### Given task
Below are some records; reproduce every one of them exactly.
§
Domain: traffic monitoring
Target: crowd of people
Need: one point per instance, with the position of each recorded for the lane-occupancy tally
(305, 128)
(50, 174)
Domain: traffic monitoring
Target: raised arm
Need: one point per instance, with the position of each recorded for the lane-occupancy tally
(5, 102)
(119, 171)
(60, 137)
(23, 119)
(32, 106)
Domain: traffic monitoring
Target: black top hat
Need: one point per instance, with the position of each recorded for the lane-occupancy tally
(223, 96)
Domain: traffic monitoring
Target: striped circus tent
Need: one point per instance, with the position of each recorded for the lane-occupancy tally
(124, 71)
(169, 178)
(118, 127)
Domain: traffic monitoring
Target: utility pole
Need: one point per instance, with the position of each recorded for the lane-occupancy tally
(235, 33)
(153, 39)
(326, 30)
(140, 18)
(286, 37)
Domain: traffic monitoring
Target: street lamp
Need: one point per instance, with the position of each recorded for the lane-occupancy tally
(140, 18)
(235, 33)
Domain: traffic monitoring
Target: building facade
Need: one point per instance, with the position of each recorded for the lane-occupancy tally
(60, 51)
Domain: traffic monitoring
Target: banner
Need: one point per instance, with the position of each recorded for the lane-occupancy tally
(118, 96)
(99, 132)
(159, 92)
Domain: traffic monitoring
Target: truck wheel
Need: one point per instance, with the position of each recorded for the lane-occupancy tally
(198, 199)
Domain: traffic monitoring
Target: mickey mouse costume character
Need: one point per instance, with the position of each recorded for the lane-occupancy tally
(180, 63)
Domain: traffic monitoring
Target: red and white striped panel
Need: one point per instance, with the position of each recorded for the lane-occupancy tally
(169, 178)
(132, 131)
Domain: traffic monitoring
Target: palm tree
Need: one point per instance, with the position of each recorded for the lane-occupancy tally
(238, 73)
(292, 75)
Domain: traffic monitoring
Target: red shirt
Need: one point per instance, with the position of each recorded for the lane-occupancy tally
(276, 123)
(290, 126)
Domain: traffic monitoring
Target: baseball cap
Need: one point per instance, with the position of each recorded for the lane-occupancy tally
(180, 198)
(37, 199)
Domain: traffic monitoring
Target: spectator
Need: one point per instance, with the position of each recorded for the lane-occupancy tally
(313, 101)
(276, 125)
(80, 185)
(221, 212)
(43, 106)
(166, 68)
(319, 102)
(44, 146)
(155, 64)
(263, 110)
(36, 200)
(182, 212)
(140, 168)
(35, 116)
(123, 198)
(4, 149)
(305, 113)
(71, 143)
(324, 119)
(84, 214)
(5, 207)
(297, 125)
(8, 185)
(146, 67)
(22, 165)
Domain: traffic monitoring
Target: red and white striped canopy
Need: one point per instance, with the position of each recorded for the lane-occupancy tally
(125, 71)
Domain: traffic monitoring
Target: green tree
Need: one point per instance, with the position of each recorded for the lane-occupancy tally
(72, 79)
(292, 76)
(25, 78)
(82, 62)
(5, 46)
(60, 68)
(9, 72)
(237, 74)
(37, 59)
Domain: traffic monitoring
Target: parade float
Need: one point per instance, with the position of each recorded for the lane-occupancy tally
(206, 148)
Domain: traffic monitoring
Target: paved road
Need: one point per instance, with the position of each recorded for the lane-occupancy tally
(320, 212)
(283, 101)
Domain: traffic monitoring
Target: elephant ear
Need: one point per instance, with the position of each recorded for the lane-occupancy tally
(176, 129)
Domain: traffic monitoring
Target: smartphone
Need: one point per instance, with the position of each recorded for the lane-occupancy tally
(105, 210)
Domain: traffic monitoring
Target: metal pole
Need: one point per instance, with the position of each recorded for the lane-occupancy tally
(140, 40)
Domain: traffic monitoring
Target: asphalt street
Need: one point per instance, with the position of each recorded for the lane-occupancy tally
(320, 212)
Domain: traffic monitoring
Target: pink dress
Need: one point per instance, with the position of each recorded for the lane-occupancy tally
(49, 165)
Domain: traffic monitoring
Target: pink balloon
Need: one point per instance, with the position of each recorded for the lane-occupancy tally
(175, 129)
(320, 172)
§
### The response
Domain: traffic monitoring
Target: crowd of people
Need: one point per instance, with the position of each recorded for the lane-occupancy tally
(305, 128)
(50, 174)
Domain: traffic monitoring
Target: raised arm
Need: one point per instance, with the position of each recorded for the lane-occupancy tally
(5, 102)
(119, 171)
(60, 137)
(23, 119)
(32, 106)
Domain: traffic monitoring
Target: black top hat
Need: one point per instance, with the position of each recorded for the lane-occupancy tally
(223, 96)
Domain: traffic monitoring
Target: striped circus tent
Need: one point per instance, with the position of each recorded for the lane-occupancy tally
(124, 71)
(169, 178)
(118, 127)
Domain: traffic monitoring
Target: utility pole
Need: one point per instance, with the position of each recorded for the lane-occupancy tally
(235, 33)
(153, 39)
(326, 30)
(140, 18)
(286, 37)
Domain: traffic monitoring
Target: street lamp
Need: one point per instance, with the position of each recorded for the lane-occupancy tally
(140, 18)
(235, 33)
Domain: traffic monitoring
Target: building facade
Need: one point per instance, with the position of each recorded for the lane-occupancy tally
(60, 51)
Domain: traffic monitoring
Target: banner
Need: one point per instance, with the position of each recorded for the lane-occupancy tally
(118, 96)
(99, 132)
(159, 92)
Domain: traffic monitoring
Target: truck wheel
Need: one point per instance, with the position of each recorded for the lane-occupancy tally
(198, 199)
Domain: traffic monitoring
Target: mickey mouse costume character
Need: one point per instance, with the position of each recorded for the lane-occupancy tally
(180, 63)
Domain: traffic monitoring
Target: red and white striped panel
Need: one point per instance, with the position of each recorded for the lane-occupancy tally
(169, 178)
(132, 131)
Domain: traffic monitoring
Target: palm tree
Need: one point per instance, with the position of each recorded for the lane-occupancy tally
(238, 73)
(292, 75)
Domain: traffic monitoring
Target: red shirt
Need: one point per instance, with the position of each recorded for the lane-occupancy tally
(276, 123)
(290, 126)
Domain: traffic monitoring
Target: baseball cap
Need: one point per instance, with the position of each recorded for the lane-occupancy tally
(180, 198)
(37, 199)
Domain: traffic monitoring
Target: spectator
Need: one point per instance, with the position of each recorded for the lane-occupancy tally
(313, 101)
(276, 125)
(80, 185)
(221, 212)
(43, 106)
(166, 68)
(319, 102)
(44, 146)
(155, 64)
(263, 110)
(36, 200)
(182, 212)
(140, 168)
(35, 116)
(123, 198)
(4, 149)
(305, 113)
(71, 143)
(324, 119)
(84, 214)
(5, 207)
(297, 125)
(8, 185)
(146, 67)
(22, 165)
Domain: traffic monitoring
Target: red and white striped canopy
Need: one point per instance, with the position of each recorded for the lane-occupancy tally
(125, 71)
Domain: traffic monitoring
Target: green tree
Need: one point per instance, with the position of each recorded for the lane-occupancy tally
(72, 79)
(292, 76)
(25, 78)
(82, 62)
(5, 46)
(60, 68)
(9, 72)
(237, 74)
(37, 59)
Domain: traffic monitoring
Target: parade float
Need: one point per instance, with the position of each recorded for the lane-occupancy tally
(206, 148)
Domain: traffic monitoring
Target: paved road
Need: one point per instance, with the position of each recorded for the lane-occupancy tally
(320, 212)
(283, 101)
Domain: traffic monitoring
Target: elephant ear
Need: one point per instance, with the position of each recorded for the lane-occupancy tally
(176, 129)
Domain: traffic monitoring
Target: smartphone
Need: one point per instance, with the position of each recorded for the lane-occupancy tally
(105, 210)
Domain: traffic monitoring
Target: metal pole
Need: one point per instance, with the position of each recorded for the lane-occupancy tally
(140, 40)
Domain: traffic monitoring
Target: asphalt street
Need: one point per instance, with the position of each recorded for the lane-occupancy tally
(320, 212)
Domain: traffic monitoring
Target: pink dress
Need: one point per instance, with the position of each recorded for the lane-occupancy tally
(49, 165)
Domain: traffic monitoring
Target: pink balloon
Need: one point per instance, with the position of each recorded for the lane-occupancy tally
(175, 129)
(320, 172)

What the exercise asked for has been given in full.